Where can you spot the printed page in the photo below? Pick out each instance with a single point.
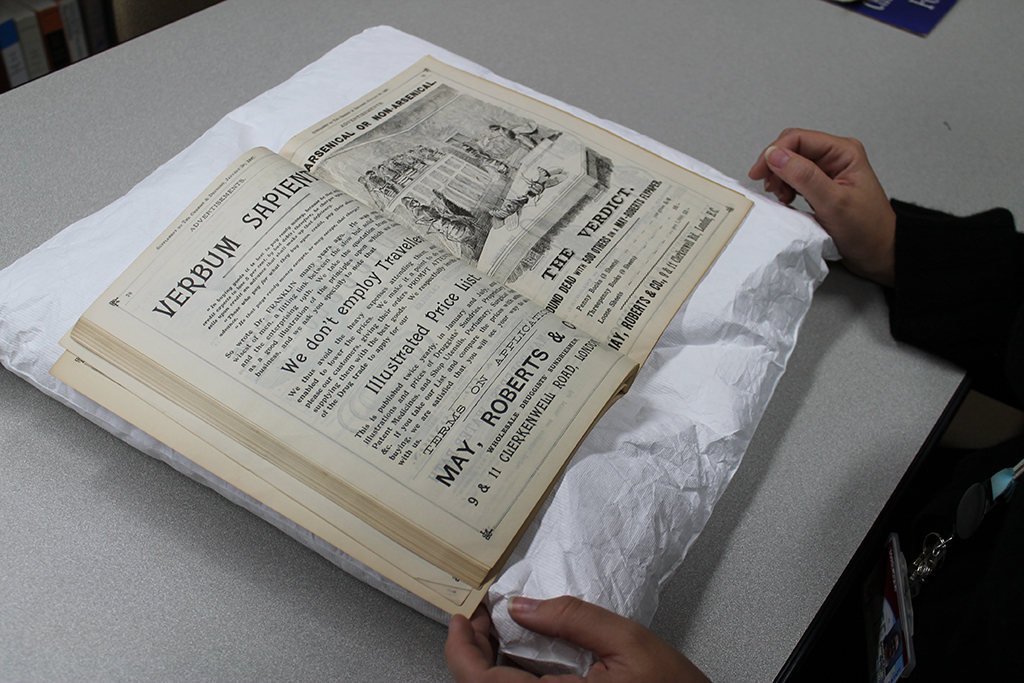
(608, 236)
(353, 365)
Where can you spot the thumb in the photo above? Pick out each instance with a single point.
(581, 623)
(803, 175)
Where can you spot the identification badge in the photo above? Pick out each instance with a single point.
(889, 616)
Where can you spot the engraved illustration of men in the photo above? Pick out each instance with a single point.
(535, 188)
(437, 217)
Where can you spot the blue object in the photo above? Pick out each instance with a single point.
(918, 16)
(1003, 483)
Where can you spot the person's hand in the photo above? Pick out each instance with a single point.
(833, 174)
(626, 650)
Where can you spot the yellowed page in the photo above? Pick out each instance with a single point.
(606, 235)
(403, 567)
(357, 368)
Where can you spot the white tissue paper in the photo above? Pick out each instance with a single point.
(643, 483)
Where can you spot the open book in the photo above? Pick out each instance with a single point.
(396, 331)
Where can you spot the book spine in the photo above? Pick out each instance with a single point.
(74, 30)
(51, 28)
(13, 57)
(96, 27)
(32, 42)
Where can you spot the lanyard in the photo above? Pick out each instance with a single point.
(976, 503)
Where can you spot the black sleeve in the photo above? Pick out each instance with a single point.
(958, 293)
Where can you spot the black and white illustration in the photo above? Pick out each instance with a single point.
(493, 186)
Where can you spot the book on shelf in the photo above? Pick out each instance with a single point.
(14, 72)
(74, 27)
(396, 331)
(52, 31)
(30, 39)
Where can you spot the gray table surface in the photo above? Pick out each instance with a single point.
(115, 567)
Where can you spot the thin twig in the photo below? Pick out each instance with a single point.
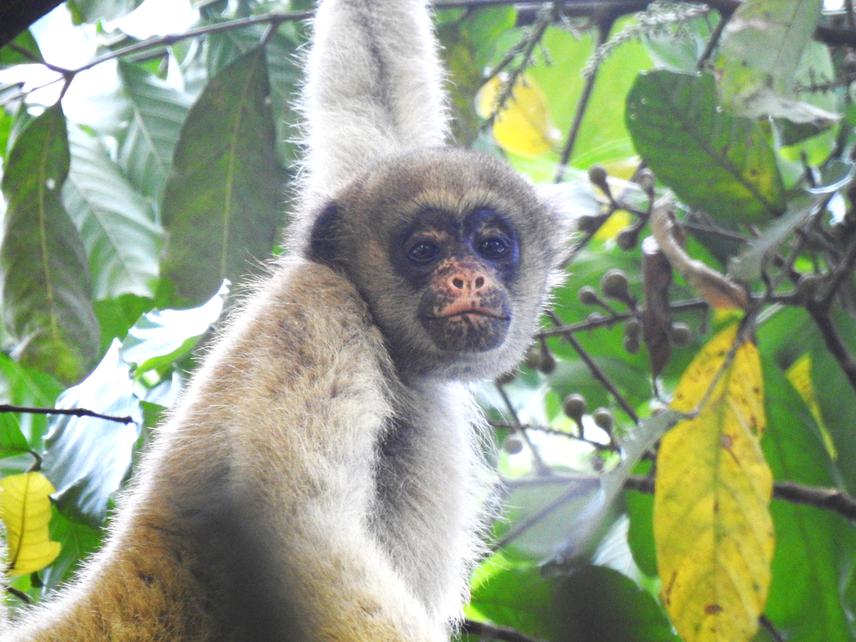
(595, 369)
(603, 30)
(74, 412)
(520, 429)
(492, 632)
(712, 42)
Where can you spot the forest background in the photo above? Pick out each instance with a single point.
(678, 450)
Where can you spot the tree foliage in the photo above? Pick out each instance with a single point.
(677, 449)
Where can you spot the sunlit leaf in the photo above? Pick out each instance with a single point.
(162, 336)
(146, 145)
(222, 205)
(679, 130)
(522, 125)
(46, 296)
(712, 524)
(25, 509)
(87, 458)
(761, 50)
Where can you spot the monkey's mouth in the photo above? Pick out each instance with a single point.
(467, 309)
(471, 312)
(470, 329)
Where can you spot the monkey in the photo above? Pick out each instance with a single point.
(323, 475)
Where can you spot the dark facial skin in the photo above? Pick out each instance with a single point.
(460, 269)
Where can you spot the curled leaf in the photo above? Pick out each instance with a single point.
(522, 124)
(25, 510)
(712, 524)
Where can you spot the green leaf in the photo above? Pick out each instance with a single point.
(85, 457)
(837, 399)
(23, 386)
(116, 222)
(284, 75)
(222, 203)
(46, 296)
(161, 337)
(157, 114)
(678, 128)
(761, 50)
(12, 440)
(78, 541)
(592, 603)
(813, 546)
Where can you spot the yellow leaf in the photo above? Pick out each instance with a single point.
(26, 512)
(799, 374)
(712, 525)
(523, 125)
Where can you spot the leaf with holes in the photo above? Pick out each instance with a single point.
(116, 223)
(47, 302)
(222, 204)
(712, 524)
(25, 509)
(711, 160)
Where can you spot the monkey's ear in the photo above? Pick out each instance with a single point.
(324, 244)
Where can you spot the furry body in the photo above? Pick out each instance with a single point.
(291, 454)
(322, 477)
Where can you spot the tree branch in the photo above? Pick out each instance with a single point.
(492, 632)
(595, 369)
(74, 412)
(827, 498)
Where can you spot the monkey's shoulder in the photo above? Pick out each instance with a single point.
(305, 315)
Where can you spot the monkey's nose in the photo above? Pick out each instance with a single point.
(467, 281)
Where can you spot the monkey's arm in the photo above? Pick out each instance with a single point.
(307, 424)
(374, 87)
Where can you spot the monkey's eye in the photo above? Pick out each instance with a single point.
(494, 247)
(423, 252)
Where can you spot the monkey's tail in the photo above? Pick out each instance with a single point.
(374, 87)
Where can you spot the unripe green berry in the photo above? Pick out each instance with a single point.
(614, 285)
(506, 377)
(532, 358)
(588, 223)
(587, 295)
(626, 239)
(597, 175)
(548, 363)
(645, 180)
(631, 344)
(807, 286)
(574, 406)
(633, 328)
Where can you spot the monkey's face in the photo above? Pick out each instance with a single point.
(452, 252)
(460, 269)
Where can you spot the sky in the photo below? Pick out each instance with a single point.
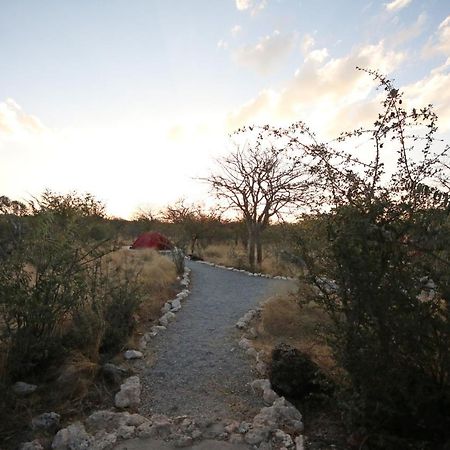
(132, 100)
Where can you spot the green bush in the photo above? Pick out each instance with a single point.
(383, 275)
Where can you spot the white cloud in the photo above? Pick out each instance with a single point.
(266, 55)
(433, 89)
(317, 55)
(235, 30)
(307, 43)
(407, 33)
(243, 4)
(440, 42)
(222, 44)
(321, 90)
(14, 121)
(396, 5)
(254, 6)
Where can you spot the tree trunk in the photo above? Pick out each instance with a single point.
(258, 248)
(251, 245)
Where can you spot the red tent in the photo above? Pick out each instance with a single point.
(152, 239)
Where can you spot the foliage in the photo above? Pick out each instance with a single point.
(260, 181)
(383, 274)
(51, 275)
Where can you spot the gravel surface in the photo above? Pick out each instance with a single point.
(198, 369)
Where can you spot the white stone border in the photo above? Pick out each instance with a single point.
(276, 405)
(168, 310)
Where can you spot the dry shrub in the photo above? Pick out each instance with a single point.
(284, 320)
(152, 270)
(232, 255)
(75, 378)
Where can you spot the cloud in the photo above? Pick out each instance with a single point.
==
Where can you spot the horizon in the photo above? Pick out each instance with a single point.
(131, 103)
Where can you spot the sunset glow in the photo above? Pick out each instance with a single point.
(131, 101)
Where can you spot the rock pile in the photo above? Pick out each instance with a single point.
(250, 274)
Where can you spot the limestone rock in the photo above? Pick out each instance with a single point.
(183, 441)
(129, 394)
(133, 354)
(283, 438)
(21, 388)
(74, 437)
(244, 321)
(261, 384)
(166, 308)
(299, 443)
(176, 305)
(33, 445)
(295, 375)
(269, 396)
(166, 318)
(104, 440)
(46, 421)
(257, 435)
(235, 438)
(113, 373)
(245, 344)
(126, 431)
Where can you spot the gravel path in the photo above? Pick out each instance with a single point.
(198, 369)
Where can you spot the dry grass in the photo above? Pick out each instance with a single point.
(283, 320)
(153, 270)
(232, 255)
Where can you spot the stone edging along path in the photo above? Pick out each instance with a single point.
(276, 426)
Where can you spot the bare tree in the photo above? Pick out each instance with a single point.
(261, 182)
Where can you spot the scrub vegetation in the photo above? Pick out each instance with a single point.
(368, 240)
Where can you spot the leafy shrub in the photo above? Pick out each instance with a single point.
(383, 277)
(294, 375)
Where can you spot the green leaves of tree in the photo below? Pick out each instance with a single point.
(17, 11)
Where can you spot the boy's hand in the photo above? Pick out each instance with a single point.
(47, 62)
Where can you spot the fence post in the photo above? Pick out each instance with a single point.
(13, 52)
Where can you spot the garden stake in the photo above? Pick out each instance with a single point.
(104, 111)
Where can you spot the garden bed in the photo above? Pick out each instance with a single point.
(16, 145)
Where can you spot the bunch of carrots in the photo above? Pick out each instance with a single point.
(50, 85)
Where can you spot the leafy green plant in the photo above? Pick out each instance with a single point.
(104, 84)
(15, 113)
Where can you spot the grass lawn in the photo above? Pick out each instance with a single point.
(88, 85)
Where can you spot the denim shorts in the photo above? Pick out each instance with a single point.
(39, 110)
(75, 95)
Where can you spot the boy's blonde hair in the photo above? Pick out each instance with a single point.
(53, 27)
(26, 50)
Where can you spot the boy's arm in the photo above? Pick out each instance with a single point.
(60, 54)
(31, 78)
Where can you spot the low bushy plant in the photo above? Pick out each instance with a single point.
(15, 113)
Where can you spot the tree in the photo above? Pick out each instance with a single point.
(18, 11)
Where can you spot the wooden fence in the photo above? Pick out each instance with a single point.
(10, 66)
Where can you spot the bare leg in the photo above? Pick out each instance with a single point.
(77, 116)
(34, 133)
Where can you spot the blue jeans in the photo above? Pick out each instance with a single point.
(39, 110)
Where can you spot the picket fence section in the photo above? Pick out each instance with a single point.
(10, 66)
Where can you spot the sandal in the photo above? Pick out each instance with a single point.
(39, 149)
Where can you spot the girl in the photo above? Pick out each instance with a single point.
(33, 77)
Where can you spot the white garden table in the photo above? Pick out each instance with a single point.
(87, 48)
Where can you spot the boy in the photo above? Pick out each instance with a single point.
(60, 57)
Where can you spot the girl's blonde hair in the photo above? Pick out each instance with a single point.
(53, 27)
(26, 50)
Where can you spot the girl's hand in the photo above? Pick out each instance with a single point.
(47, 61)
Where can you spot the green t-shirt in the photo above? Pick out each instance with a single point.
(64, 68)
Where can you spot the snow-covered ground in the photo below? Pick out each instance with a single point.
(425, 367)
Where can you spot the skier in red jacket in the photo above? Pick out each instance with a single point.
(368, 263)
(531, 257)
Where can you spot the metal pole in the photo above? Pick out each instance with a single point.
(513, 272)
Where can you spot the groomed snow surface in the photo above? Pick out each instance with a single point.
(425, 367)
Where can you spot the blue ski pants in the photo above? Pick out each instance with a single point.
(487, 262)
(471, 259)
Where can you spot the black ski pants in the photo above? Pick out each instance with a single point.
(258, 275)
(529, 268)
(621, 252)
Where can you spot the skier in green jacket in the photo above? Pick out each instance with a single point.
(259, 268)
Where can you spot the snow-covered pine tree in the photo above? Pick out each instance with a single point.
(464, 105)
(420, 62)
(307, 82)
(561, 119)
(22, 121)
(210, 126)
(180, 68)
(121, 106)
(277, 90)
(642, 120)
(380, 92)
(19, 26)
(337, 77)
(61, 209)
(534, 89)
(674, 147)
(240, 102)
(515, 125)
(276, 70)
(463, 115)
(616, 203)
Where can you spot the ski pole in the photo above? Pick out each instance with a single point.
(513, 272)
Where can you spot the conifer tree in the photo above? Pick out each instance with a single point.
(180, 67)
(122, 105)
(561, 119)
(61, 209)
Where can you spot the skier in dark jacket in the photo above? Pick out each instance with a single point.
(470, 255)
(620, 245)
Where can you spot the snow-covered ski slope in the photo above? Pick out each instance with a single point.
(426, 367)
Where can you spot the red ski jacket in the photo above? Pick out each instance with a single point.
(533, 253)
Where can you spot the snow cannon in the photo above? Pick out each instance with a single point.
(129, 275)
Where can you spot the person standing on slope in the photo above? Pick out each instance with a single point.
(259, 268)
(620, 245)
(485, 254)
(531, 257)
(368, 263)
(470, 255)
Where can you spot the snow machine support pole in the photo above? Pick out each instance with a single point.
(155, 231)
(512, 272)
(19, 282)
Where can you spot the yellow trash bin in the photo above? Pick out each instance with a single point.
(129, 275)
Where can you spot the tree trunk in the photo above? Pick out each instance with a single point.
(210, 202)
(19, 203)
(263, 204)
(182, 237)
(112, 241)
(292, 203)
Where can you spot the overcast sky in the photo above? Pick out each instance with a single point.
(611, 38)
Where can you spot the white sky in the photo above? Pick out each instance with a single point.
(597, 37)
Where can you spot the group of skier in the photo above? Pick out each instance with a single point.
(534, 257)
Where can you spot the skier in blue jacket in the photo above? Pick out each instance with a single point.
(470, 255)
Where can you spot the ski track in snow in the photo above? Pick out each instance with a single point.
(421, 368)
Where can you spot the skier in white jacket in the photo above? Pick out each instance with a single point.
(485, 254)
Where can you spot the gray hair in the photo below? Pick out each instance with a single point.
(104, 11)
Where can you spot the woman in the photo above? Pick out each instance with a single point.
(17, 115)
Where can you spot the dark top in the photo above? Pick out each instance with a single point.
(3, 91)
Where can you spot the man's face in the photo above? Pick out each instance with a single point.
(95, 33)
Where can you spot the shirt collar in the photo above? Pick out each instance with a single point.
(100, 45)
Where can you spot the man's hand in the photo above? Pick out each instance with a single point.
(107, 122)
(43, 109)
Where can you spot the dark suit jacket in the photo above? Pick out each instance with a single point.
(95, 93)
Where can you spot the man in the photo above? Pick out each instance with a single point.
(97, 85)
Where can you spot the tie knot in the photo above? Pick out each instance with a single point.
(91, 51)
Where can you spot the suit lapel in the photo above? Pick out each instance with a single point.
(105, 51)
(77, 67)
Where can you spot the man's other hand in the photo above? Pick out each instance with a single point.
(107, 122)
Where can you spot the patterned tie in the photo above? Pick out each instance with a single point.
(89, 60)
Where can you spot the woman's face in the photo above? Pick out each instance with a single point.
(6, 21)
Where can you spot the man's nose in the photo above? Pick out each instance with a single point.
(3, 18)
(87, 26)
* * *
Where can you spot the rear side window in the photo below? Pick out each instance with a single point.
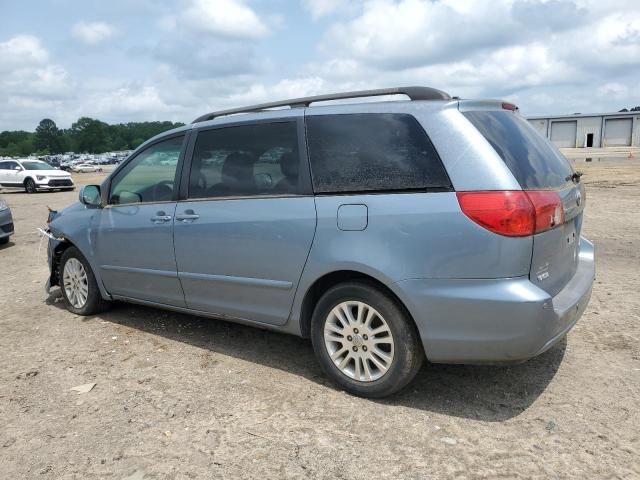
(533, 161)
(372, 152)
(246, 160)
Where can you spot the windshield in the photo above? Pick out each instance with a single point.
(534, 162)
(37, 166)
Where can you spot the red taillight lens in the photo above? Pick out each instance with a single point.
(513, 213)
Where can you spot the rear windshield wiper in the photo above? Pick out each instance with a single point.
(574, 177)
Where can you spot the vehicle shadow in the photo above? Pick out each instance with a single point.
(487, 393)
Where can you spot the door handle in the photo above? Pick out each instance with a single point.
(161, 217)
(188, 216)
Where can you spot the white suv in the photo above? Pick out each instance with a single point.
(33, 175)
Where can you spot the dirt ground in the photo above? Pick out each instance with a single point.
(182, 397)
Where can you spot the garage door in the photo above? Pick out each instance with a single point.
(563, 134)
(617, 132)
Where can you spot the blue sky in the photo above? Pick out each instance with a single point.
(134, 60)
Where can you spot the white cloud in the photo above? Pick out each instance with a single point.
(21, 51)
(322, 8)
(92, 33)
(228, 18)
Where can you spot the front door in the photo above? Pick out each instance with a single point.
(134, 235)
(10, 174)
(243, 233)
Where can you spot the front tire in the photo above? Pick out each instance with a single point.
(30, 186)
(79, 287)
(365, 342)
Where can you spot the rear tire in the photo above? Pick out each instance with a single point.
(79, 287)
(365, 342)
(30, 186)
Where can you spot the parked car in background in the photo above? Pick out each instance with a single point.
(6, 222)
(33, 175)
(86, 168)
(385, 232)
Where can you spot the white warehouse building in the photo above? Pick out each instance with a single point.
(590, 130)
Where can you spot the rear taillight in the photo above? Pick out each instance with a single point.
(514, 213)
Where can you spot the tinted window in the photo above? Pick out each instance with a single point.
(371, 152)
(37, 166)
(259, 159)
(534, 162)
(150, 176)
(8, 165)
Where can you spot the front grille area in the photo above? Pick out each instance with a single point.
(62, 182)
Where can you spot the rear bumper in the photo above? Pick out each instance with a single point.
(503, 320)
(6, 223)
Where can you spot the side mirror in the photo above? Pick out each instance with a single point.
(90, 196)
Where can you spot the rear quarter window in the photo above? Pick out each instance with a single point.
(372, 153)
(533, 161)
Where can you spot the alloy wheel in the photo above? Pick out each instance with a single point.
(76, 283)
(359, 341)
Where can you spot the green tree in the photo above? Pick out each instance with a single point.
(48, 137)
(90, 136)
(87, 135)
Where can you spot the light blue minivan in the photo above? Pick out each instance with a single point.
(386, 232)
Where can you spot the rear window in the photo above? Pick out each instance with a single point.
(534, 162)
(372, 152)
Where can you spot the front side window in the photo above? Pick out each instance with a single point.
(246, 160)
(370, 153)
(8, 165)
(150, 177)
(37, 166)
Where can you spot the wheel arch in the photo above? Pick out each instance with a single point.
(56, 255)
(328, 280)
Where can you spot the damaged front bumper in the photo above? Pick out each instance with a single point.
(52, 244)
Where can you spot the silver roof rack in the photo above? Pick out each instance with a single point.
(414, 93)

> [GIVEN INSTRUCTION] Show each line of the records that contains the word "blue", copying every such line in full. Case counts, so only matches with the same capitalization qualify.

> [REPLY]
Where can you spot the blue object in the photo above? Pick out each instance with a single point.
Where can you spot the blue jeans in the photo above? Pick out each instance with a single point.
Where can you spot the blue ski pants in the photo above? Pick out each instance with a single point.
Where can you spot the skier in blue jacket in the photo above? Pick out each instance with a single point.
Where can you spot the blue sky in the photo above? Pick out each instance with a single point.
Where can you spot the light blue minivan in the photo above? Pick out each instance with a single point.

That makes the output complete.